**PASSAGE**
_ _ _ _ _
Assignment Five:Reflections on Tutor Feedback

As always I have found that the video feedback sessions with my tutor Bryan Eccleshall both informative and stimulating. I am becoming increasingly aware of the need and my own desire to become more experimental with every medium at my disposal and concern myself more with the ways in which I create pictures rather than the success or otherwise of the finished result.

For example these monoprints were made from leftovers on a palette that I quickly manipulated and worked the back of the paper when taking the print. I find that I’m now beginning to embrace the randomness of making this way and enjoy the fact that I find myself somewhat distanced from the resulting image. It is almost a sense of having no responsibility for the outcome that is attractive.
_ _ _ _ _
Recorded data:

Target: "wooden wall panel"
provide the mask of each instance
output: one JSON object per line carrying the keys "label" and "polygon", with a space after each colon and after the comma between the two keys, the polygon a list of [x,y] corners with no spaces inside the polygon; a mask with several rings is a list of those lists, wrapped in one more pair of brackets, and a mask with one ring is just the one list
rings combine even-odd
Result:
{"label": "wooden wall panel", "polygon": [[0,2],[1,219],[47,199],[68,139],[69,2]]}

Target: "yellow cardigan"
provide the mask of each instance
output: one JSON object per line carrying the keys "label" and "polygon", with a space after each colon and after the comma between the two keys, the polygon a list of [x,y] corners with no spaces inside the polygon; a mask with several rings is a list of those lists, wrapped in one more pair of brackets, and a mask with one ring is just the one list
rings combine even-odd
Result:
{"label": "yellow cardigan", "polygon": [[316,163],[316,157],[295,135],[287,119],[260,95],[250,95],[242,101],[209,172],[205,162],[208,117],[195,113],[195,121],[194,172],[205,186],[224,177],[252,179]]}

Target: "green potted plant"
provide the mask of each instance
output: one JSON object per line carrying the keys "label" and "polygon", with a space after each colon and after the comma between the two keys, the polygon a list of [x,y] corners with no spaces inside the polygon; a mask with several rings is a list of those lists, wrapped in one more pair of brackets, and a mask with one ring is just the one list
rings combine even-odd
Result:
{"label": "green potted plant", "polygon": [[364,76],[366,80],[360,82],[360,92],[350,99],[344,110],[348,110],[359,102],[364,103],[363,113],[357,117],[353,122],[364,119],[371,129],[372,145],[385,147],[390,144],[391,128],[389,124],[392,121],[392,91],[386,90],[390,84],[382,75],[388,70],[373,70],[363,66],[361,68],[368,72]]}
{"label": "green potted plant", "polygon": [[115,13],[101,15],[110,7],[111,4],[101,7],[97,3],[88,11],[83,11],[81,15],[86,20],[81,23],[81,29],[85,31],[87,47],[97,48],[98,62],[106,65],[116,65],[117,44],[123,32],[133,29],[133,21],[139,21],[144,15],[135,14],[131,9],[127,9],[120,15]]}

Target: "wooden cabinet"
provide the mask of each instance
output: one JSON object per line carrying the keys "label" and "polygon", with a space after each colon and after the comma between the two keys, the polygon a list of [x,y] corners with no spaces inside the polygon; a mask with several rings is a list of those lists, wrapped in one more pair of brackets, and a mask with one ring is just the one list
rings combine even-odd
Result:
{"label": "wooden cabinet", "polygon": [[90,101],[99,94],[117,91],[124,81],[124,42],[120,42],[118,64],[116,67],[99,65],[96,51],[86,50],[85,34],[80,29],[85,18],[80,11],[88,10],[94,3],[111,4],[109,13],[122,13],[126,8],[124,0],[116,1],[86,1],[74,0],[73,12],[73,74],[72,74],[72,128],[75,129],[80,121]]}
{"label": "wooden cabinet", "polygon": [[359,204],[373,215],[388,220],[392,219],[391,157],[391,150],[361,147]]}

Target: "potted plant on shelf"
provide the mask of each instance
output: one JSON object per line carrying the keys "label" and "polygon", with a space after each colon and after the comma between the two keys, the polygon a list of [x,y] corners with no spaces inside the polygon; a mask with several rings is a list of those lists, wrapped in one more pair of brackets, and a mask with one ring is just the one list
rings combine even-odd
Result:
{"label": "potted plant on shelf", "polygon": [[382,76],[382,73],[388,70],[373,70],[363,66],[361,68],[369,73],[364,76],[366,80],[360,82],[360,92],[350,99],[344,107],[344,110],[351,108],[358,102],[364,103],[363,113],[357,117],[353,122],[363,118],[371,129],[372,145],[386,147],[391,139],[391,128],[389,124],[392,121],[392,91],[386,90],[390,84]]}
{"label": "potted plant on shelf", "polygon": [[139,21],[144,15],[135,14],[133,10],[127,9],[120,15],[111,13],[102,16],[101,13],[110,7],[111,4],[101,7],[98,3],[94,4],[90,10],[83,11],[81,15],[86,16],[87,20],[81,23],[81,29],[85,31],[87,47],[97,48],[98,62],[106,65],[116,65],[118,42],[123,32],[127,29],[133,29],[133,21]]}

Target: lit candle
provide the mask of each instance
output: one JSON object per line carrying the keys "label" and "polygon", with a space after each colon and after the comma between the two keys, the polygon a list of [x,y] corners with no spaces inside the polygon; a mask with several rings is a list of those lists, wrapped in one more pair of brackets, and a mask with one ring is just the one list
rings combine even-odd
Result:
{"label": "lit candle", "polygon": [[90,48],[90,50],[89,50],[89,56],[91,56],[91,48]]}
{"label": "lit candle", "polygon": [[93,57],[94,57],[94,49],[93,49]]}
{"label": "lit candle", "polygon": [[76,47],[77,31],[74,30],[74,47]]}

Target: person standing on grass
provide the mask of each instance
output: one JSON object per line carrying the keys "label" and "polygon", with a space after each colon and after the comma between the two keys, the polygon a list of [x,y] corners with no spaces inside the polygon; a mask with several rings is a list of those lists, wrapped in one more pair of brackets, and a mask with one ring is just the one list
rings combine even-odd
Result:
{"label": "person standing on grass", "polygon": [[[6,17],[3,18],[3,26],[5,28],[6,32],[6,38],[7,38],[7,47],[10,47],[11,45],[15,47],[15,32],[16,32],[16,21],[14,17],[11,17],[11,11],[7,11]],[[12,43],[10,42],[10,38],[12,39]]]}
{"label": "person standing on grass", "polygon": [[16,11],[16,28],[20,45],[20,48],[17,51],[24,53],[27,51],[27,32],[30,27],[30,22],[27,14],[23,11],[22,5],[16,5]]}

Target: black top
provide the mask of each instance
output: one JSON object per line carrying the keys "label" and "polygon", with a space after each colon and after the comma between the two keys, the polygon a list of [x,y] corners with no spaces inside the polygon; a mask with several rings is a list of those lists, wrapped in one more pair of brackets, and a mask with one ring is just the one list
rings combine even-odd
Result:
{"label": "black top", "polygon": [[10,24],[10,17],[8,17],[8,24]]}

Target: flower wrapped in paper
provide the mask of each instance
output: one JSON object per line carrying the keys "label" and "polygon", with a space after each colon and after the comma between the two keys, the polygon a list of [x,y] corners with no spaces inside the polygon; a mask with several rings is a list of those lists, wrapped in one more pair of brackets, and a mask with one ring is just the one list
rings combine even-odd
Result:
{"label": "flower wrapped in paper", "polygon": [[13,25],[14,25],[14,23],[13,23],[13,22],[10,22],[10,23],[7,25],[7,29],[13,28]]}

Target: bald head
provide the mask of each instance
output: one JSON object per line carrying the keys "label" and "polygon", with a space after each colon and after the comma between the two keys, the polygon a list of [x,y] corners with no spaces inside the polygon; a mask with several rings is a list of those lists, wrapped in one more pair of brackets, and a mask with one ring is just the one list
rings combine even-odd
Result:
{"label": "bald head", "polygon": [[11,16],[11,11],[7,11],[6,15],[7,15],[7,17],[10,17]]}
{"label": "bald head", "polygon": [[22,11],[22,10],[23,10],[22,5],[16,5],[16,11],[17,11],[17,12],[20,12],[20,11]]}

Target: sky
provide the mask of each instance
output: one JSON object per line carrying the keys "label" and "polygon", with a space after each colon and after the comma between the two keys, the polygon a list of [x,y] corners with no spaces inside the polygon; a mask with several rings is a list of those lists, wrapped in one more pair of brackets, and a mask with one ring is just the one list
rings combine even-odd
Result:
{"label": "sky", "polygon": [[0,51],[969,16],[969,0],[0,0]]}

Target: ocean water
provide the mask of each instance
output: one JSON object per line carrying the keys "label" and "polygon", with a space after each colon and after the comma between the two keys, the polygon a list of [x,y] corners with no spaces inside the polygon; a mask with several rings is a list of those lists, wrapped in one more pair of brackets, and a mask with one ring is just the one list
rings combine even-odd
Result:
_ _ _ _ _
**EXERCISES TO COMPLETE**
[A] According to the reflection on tutor feedback, who is the tutor who gave the video feedback sessions?
[B] Reproduce the reflection on tutor feedback from "Assignment Five:Reflections on" up to and including "the finished result.".
[C] Carry on writing the reflection on tutor feedback past its final sentence.
None of the recorded data is needed.

**SOLVED TASKS**
[A] Bryan Eccleshall

[B]
Assignment Five:Reflections on Tutor Feedback

As always I have found that the video feedback sessions with my tutor Bryan Eccleshall both informative and stimulating. I am becoming increasingly aware of the need and my own desire to become more experimental with every medium at my disposal and concern myself more with the ways in which I create pictures rather than the success or otherwise of the finished result.

[C]
The entire body of work that I’ve managed to make for Painting One is at least diverse but very inconsistent although this could be due to the use of the spectrum of media or the diversity of each exercise along the way.  I know my strength lies within oil and my weakness within watercolour but I have also enjoyed working with inks as can be seen in my little botanical studies and my five minute self portraits and I would like to practice more with ink drawing and watercolouring in combination with each other. In fact I want to practice much more and play around with as many different mediums as I possibly can in the hope that I can greatly increase my picture making vocabulary while having a great deal of fun trying things out at the same time.

I will not make any excuses for the fact that my written work has been cursory. I know that I’ve not been thorough or analytical enough. It is one of the hardest things to put into words such a visual feast that looking at paintings gives me and even harder to write about myself and my own work but I think I just need more practice and more work on formulating a mental template to allow me to approach this part of the learning process with more success.  I admit to deliberately not mentioning many of the exhibitions I’ve attended in my learning blog because I didn’t feel I would be able to do them justice with my poor critical analysis and the anxiety that is created by that pressure takes away from the pleasure of these visits. Both Bryan and my tutor for Visual Studies say that I write well which is very gratifying but probably meaningless if the content is not up to scratch.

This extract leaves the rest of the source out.